PASSAGE GIVEN:
+++
Moving live bee colonies to a new location may seem daunting. It takes careful planning and a gentle touch, but the steps to move bees short and long distances are relatively simple. Learn the proper safety protocols for moving bees to ensure you, your helpers, and the colony remain safe.

Reasons you may need to move a hive include:

  • Taking your bees with you when you move
  • Changes in your yard or neighborhood that require you to relocate your hives
  • Moving bees from an area with no open blooms to an area with plentiful flowers

Can you move a bee hive from its original location?

Yes, you can move your hives anywhere from a few feet to many miles, if necessary. While it’s important to site your apiary in the best possible location from the start, sometimes you can’t avoid relocating your bees. With proper transport safety measures and reorientation procedures, your bees can recalibrate to a new location within a few days.

Make a plan before moving a bee hive

The best time of year to move is mid- to late spring. Plan to move the hives at dusk or nighttime, in temperatures 50°F or above, making sure it’s not too hot so you can avoid population loss from overheating. If it’s so warm the bees aren’t all within the hive when you want to move it, postpone. 

 It’s best to move a hive no taller than 2 deeps, because of the awkwardness of lifting a tall hive. This means taking off supers and transporting them beside the brood box on the truck. Supers need something as their bottom and cover for the trip, and need to be strapped.

Gather the tools necessary to seal and secure the hives beforehand:

  • At least two people — never move a hive alone
  • Complete protective gear for everyone assisting, including a bee suit or jacket, veil, and beekeeping gloves
  • Smoker and hive tool
  • Two sets of ratchet straps per hive OR hive staples to hammer the boxes together
  • Reorientation prompts — we suggest a bundle of loosely organized branches
  • Metal screen, steel wool, or another breathable material to seal the entrances and any gaps between the boxes
  • A staple gun to hold screen in place
  • A moving screen is a good idea to be sure bees will not overheat.
  • A hand cart or dolly for loading or moving hives short distances
  • A pickup truck or trailer for a long-distance move
  • A nuc box or other left-behind box

How do you transport a bee hive?

Transporting hives inside an enclosed vehicle is not safe:  Instead, use a truck or trailer.

It's best to move well before dawn when all of the bees are in the hive. If you move them at dusk and something goes wrong, it will only get darker and worse.

       Use a smoker to urge any bees outside the entry back inside the hive.

    1. Cover the entrances with the materials described above. If your inner cover provides an upper exit, plug it or position the outer cover so it blocks the notch in the inner cover rim.
    2. Strap your hive together from top to bottom with ratchet straps. Add a second set of ratchet straps, but allow a little slack in this set — you’ll use these to lift the hive.
    3. Load your hives onto a trailer or truck bed: Strap them down so they stay put.
    4. After arriving at the new place, smoke entrances, set the hives down, and promptly remove entrance closures. A sealed colony can overheat and die quickly when not cooled by the wind of traveling on a trailer.
+++
MATERIAL SHOWN:
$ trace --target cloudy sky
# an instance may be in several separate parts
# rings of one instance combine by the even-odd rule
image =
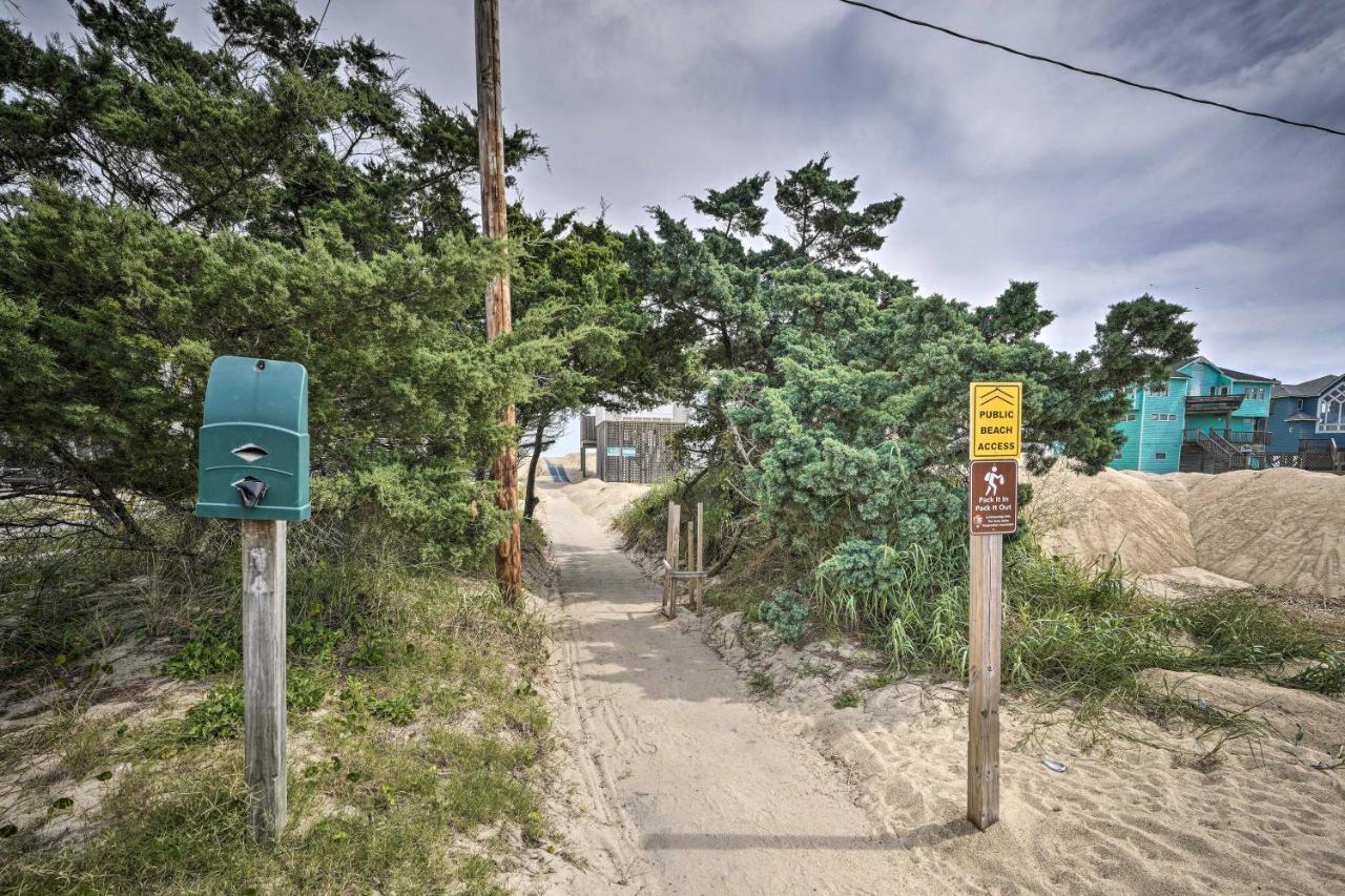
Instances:
[[[203,0],[202,0],[203,1]],[[312,16],[324,0],[301,0]],[[202,39],[202,3],[179,0]],[[878,5],[884,5],[881,1]],[[950,28],[1345,129],[1345,3],[889,0]],[[506,120],[550,151],[533,209],[648,204],[830,152],[862,199],[907,198],[877,260],[985,303],[1041,283],[1048,339],[1087,344],[1110,303],[1188,305],[1202,352],[1295,382],[1345,370],[1345,137],[1142,93],[835,0],[502,0]],[[69,31],[59,0],[20,0]],[[402,57],[475,102],[469,0],[332,0],[323,34]]]

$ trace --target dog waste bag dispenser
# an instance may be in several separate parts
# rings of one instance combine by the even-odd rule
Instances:
[[[198,517],[308,519],[308,371],[221,357],[200,426]]]

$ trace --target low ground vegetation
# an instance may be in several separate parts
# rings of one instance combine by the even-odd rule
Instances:
[[[547,835],[543,623],[391,539],[295,526],[291,821],[261,846],[246,830],[237,535],[206,537],[195,560],[69,544],[4,565],[0,681],[40,700],[0,733],[0,778],[47,805],[5,795],[0,889],[498,892],[499,865]],[[100,658],[163,638],[153,678],[184,698],[118,704]],[[98,800],[77,806],[89,787]]]
[[[705,496],[683,496],[683,483],[664,483],[627,507],[617,529],[629,548],[659,553],[667,502]],[[734,533],[734,526],[749,531]],[[753,545],[725,565],[707,592],[710,605],[771,624],[787,643],[859,636],[884,658],[885,681],[909,674],[966,678],[964,548],[850,542],[810,569],[791,562],[788,552],[772,552],[769,531],[752,521],[725,521],[707,534],[712,558],[734,539]],[[1126,710],[1159,721],[1244,722],[1147,683],[1147,669],[1251,674],[1284,687],[1345,692],[1345,631],[1266,593],[1155,599],[1118,562],[1049,557],[1024,533],[1005,548],[1005,603],[1006,686],[1069,708],[1080,720]],[[854,705],[850,697],[843,702]]]

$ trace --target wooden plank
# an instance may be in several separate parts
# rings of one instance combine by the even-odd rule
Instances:
[[[967,819],[999,821],[999,622],[1003,535],[971,535]]]
[[[258,839],[285,829],[285,523],[243,519],[243,776]]]
[[[668,505],[668,538],[672,544],[668,545],[668,562],[672,564],[672,572],[678,570],[682,554],[682,506],[670,503]],[[677,580],[668,576],[668,619],[677,619]]]
[[[687,572],[695,570],[695,521],[686,521],[686,569]],[[695,607],[695,581],[686,583],[686,603],[693,608]]]
[[[695,502],[695,572],[705,572],[705,503]],[[701,599],[705,596],[705,578],[697,578],[695,584],[695,612],[701,612]]]
[[[667,534],[663,537],[663,562],[667,564],[667,572],[671,573],[672,572],[672,561],[668,560],[668,554],[672,552],[672,502],[671,500],[668,502],[667,526],[668,526]],[[668,593],[670,593],[671,588],[672,588],[672,577],[671,576],[663,576],[663,604],[659,607],[659,612],[662,612],[664,616],[668,612]]]

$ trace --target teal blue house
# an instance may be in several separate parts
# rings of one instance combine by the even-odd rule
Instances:
[[[1116,422],[1124,436],[1115,470],[1225,472],[1258,468],[1270,443],[1275,379],[1196,357],[1173,365],[1167,379],[1130,390]]]

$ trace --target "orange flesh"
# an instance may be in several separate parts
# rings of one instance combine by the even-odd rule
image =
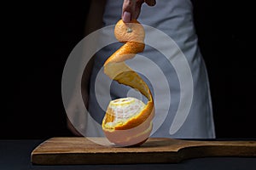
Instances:
[[[144,29],[137,20],[132,20],[130,24],[125,24],[120,20],[116,24],[114,34],[119,42],[125,43],[107,60],[104,64],[104,72],[119,83],[130,86],[140,91],[148,99],[148,103],[142,107],[140,112],[125,120],[122,123],[114,123],[117,119],[117,114],[112,109],[108,109],[102,124],[103,131],[108,133],[134,128],[148,118],[150,118],[149,121],[151,122],[154,115],[154,100],[148,85],[137,72],[125,63],[125,60],[132,59],[136,54],[143,51],[145,47],[143,42],[145,37]],[[116,102],[120,102],[120,105],[123,105],[122,101],[117,100]],[[114,105],[114,102],[113,103],[112,101],[110,105]],[[109,122],[113,122],[113,124]]]

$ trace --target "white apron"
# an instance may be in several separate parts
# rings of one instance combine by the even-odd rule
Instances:
[[[122,3],[121,0],[107,1],[102,26],[114,25],[120,19]],[[192,88],[190,91],[187,90],[188,93],[185,91],[183,94],[181,83],[183,86],[189,83],[184,82],[186,80],[182,80],[183,74],[186,72],[181,73],[181,76],[178,76],[177,70],[182,72],[183,64],[180,66],[174,65],[159,49],[147,43],[144,51],[138,54],[138,57],[127,62],[131,65],[131,67],[134,67],[138,71],[145,71],[140,74],[148,84],[154,97],[155,117],[153,122],[152,137],[215,138],[209,82],[206,66],[197,45],[190,1],[160,0],[156,2],[154,7],[143,4],[138,21],[163,31],[174,40],[184,55],[192,75],[192,82],[190,81]],[[146,34],[147,37],[148,37]],[[157,41],[156,44],[161,42],[160,39],[155,41]],[[110,94],[111,99],[135,96],[145,100],[144,97],[136,90],[116,82],[112,82],[109,88],[109,82],[107,82],[108,77],[105,79],[98,76],[105,60],[121,45],[119,42],[111,44],[101,49],[96,55],[90,82],[89,112],[99,124],[104,116],[107,105],[105,104],[101,106],[98,99],[101,95],[104,98],[106,91]],[[168,48],[168,44],[166,48]],[[168,50],[172,51],[171,47]],[[191,105],[189,105],[189,110],[183,110],[188,106],[186,105],[189,105],[189,94],[193,95]],[[97,99],[96,94],[98,96]],[[90,131],[91,136],[103,136],[101,128],[90,128]]]

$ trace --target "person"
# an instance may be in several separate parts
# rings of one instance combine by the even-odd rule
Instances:
[[[143,79],[149,85],[149,88],[155,97],[155,103],[157,104],[155,119],[160,122],[159,125],[156,125],[152,133],[153,137],[178,139],[215,138],[207,71],[197,44],[192,8],[190,0],[91,1],[88,18],[92,20],[88,20],[87,21],[87,34],[96,29],[114,25],[119,18],[125,23],[129,23],[131,20],[136,19],[143,25],[160,30],[172,37],[177,48],[185,56],[193,80],[191,106],[185,118],[177,114],[179,109],[182,110],[184,107],[183,105],[179,108],[181,101],[189,95],[186,94],[187,91],[181,94],[181,77],[177,72],[177,70],[182,71],[185,68],[180,68],[180,66],[176,68],[173,63],[170,64],[162,54],[147,44],[143,53],[145,57],[143,58],[144,60],[137,60],[135,62],[137,65],[139,65],[138,67],[143,67],[143,71],[149,71],[152,75],[150,76],[151,80],[147,79],[148,77],[143,77]],[[99,22],[96,22],[96,20],[99,20]],[[119,47],[119,43],[113,43],[99,50],[96,54],[94,60],[90,62],[91,65],[89,66],[90,69],[89,69],[87,75],[90,76],[83,80],[84,83],[84,85],[82,84],[82,88],[86,88],[86,90],[84,90],[84,93],[85,93],[84,96],[86,98],[85,103],[88,104],[89,112],[99,123],[105,111],[98,104],[96,88],[102,89],[102,91],[109,91],[112,99],[126,97],[129,93],[130,95],[137,95],[134,94],[136,90],[131,91],[131,88],[122,86],[115,82],[111,82],[110,89],[108,89],[108,85],[104,83],[104,81],[102,81],[100,83],[97,82],[98,74],[105,60]],[[168,44],[166,48],[170,48]],[[161,75],[165,76],[163,80],[166,79],[168,89],[162,90],[163,83],[160,80],[161,77],[158,76],[151,65],[145,64],[148,60],[160,68]],[[148,63],[150,62],[148,61]],[[189,82],[183,82],[189,84]],[[157,93],[158,91],[160,91],[159,94]],[[191,91],[188,91],[188,94]],[[166,94],[168,93],[170,95],[172,94],[172,100],[166,99]],[[73,105],[70,105],[71,110],[73,109],[72,107]],[[170,107],[166,109],[163,105],[169,105]],[[183,119],[183,123],[178,129],[171,133],[172,124],[175,124],[174,122],[179,121],[179,119]],[[79,135],[79,133],[72,126],[70,122],[67,124],[72,132],[76,135]],[[95,131],[90,133],[92,136],[103,136],[102,132],[99,128],[91,129],[90,131]]]

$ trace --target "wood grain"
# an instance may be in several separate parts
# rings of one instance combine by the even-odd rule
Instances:
[[[105,139],[52,138],[32,150],[33,164],[177,163],[206,156],[256,156],[256,141],[199,141],[150,138],[141,146],[113,147]]]

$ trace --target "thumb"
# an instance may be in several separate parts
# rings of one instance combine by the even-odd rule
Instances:
[[[137,19],[143,0],[124,0],[122,20],[124,22],[130,22],[133,19]]]

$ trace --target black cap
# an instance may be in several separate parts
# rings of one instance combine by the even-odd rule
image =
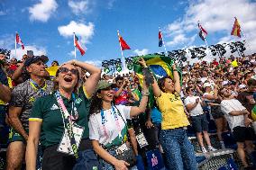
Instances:
[[[41,60],[44,64],[48,62],[49,58],[47,56],[41,55],[41,56],[32,56],[31,58],[28,58],[24,63],[25,67],[29,67],[31,64],[35,63],[38,60]]]

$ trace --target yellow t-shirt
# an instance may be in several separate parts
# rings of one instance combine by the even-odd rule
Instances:
[[[178,92],[174,94],[161,92],[161,95],[156,100],[162,113],[162,130],[172,130],[189,125]]]

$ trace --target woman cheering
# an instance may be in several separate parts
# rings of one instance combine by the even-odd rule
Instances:
[[[80,89],[78,67],[90,73]],[[29,119],[26,168],[35,170],[39,139],[44,149],[42,169],[93,169],[98,161],[88,139],[88,99],[100,79],[101,69],[72,60],[56,73],[56,91],[37,100]],[[78,93],[77,93],[78,92]]]
[[[147,67],[143,58],[140,61]],[[187,139],[186,128],[189,124],[180,99],[179,76],[176,66],[172,66],[173,80],[162,77],[159,84],[154,80],[152,89],[157,104],[162,113],[160,141],[167,157],[169,170],[195,170],[197,162],[193,146]]]
[[[133,149],[127,140],[126,119],[146,110],[149,89],[144,83],[142,98],[138,107],[114,105],[114,90],[111,85],[108,82],[100,81],[92,97],[89,112],[90,139],[104,170],[126,170],[128,166],[133,166],[128,161]]]

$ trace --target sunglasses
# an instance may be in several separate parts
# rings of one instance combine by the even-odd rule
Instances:
[[[68,67],[60,67],[59,69],[59,72],[63,74],[67,74],[69,71],[70,71],[73,75],[78,75],[78,70],[75,68],[69,69]]]

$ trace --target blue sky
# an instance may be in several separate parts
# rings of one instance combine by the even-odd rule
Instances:
[[[121,58],[117,30],[132,49],[123,51],[130,57],[164,50],[158,47],[159,27],[167,50],[204,45],[198,20],[208,31],[208,44],[240,40],[230,36],[237,16],[255,52],[255,11],[250,0],[1,0],[0,48],[14,55],[18,31],[25,45],[25,50],[18,46],[18,58],[32,49],[62,63],[74,58],[76,31],[87,49],[83,57],[77,51],[78,59],[100,66],[104,59]]]

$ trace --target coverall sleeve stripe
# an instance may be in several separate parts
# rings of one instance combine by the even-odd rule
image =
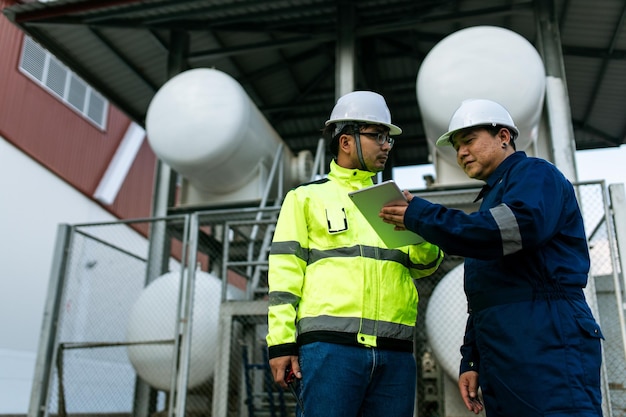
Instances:
[[[510,255],[522,249],[522,235],[513,211],[506,204],[489,209],[502,239],[502,254]]]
+++
PROBLEM TO WORK ON: Can you print the beehive-moving passage word for word, starting with "How do you transport" and going on through "inside the hive."?

SOLUTION TO THIS PROBLEM:
How do you transport a bee hive?

Transporting hives inside an enclosed vehicle is not safe:  Instead, use a truck or trailer.

It's best to move well before dawn when all of the bees are in the hive. If you move them at dusk and something goes wrong, it will only get darker and worse.

       Use a smoker to urge any bees outside the entry back inside the hive.